Text shown
════════
NiFi ADB Connector overview

Overview

NiFi ADB Connector provides high-speed parallel data writing between NiFi and Arenadata DB (ADB).

In the NiFi user interface, the following Arenadata development components are available for creating NiFi ADB Connector:

NiFi ADB Connector architecture

The figure below shows the interaction between NiFi ADB Connector objects.

NiFi ADB Connector architecture
NiFi ADB Connector architecture
NiFi ADB Connector architecture
NiFi ADB Connector architecture

StandardGpfdistService — controller service for connecting to ADB segments, using the mechanism of a readable external table with the gpfdist protocol.

StandardGpfdistService connects to ADB via the GreengageDBCPConnectionPool database connection pool service.

Gpfdist is a Greengage DB utility for reading and writing data from files located on remote servers. It is installed on all hosts of the ADB cluster and provides parallel loading of data, distributing it between segments evenly or according to the specified data distribution key.

The description of the StandardGpfdistService configuration parameters is provided below.

To manage data, the StandardGpfdistService can be connected to the following processors:

  • PutGreengageRecord — writes data to Greengage DB.

    To ensure control over the loading of Greengage DB segments and the distribution of load flows between NiFi nodes, a parallelism model is used.

    Processors create parallel data streams and transfer them to Greengage DB segments. Record processing is performed asynchronously relative to gpfdist HTTP streaming.

    Description of the PutGreengageRecord processor configuration parameters is provided below.

  • GetGreengageRecord — loads data from Greengage DB.

    Processors on each NiFi node create a certain number of tasks that are executed in parallel and unload data fragments from Greengage DB segments. The number of processor threads that will handle these tasks can be configured using the Concurrent Tasks parameter on the SCHEDULING tab.

    The processors support a stepwise unloading mode, in which each processor cycle reads only newly appeared data ranges, instead of rereading the entire table. This approach reduces the load on Greengage DB and NiFi, decreases the amount of transmitted data, and makes re-polling predictable for real-time scenarios.

    Description of the configuration parameters of the GetGreengageRecord processor is provided below.

PutGreengageRecord

Below are the parameters of the PutGreengageRecord processor.
════════
Data shown
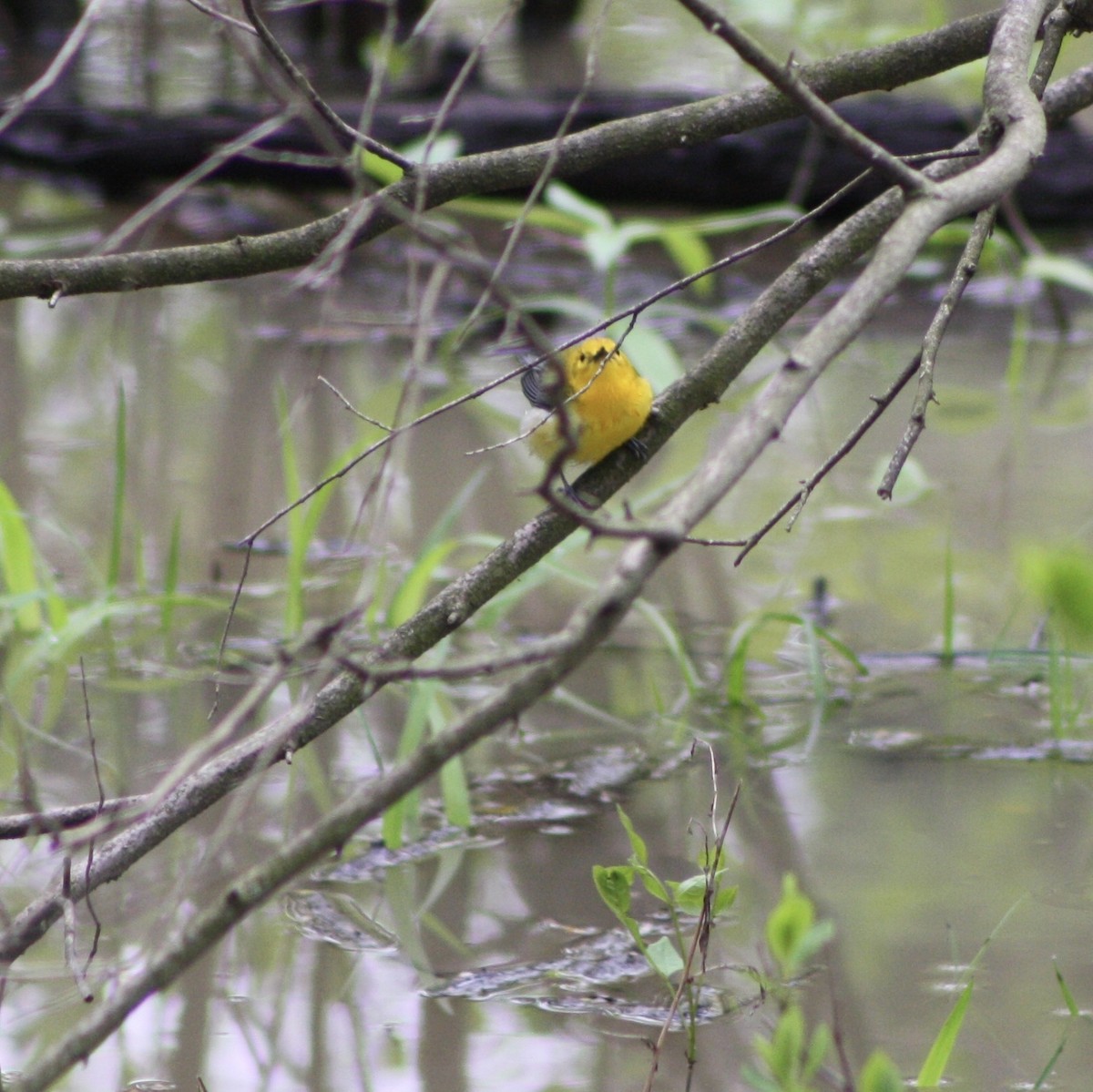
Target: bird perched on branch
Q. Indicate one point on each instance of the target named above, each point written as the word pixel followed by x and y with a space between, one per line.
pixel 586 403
════════
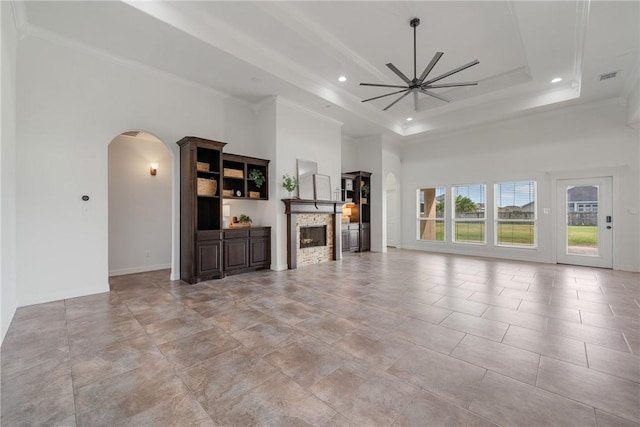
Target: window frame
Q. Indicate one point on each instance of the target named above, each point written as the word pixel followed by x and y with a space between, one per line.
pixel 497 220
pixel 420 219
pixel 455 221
════════
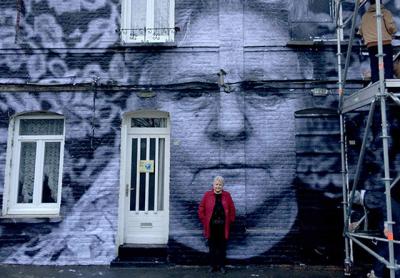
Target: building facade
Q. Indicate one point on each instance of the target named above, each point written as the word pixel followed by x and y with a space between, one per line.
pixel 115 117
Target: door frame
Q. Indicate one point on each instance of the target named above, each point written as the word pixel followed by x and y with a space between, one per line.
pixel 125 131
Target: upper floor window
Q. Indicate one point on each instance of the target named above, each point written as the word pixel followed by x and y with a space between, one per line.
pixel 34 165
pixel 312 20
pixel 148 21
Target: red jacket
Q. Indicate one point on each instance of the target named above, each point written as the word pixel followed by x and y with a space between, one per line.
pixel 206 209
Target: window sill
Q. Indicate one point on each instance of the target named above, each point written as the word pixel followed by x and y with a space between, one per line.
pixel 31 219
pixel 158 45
════════
The tasks
[A] In the NiFi ADB Connector overview above, rewrite the stretch from "To manage data, the" through "gpfdist HTTP streaming.", renaming "parallelism model" to "concurrency model".
[B] Extend the NiFi ADB Connector overview, starting after its final sentence.

Expected answers
[A]
To manage data, the StandardGpfdistService can be connected to the following processors:

  • PutGreengageRecord — writes data to Greengage DB.

    To ensure control over the loading of Greengage DB segments and the distribution of load flows between NiFi nodes, a concurrency model is used.

    Processors create parallel data streams and transfer them to Greengage DB segments. Record processing is performed asynchronously relative to gpfdist HTTP streaming.

[B]
Parameter Required Description Default value

Gpfdist Service

true

Link to the running service of the StandardGpfdistService controller

 — 

Record Reader

true

Link to start one of the controller services: CSVReader, AvroReader, or another, depending on the source of input data

 — 

Schema Name

false

Name of the schema where the data will be loaded

null

Table Name

true

Name of the table where the data will be loaded

 — 

Table Columns

true

Columns of the table where the data will be loaded

 — 

Greengage Segment Concurrency Multiplier

false

Integer factor for Greengage segment parallelism, number of load streams per segment. Possible values:

  • 1 — recommended value;

  • 2 — higher parallelism, more pressure on the segments and gpfdist.

1

Maximum Record Processor Threads

false

Maximum number of threads used for processing records. This parameter should be set taking into account the following values:

  • the number of Greengage DB segments;

  • the Greengage Segment Concurrency Multiplier parameter value;

  • the value of Concurrent Tasks on the SCHEDULING tab.

8

Flow File Batching Enabled

false

If enabled, the processor will group multiple FlowFiles into a single INSERT operation based on the batch size

false

Flow Files Batch Size

false

Maximum total size (in bytes) of FlowFiles included in a single load. Soft limit: the last FlowFile may exceed it

10 MB

GetGreengageRecord

Below are the parameters of the GetGreengageRecord processor.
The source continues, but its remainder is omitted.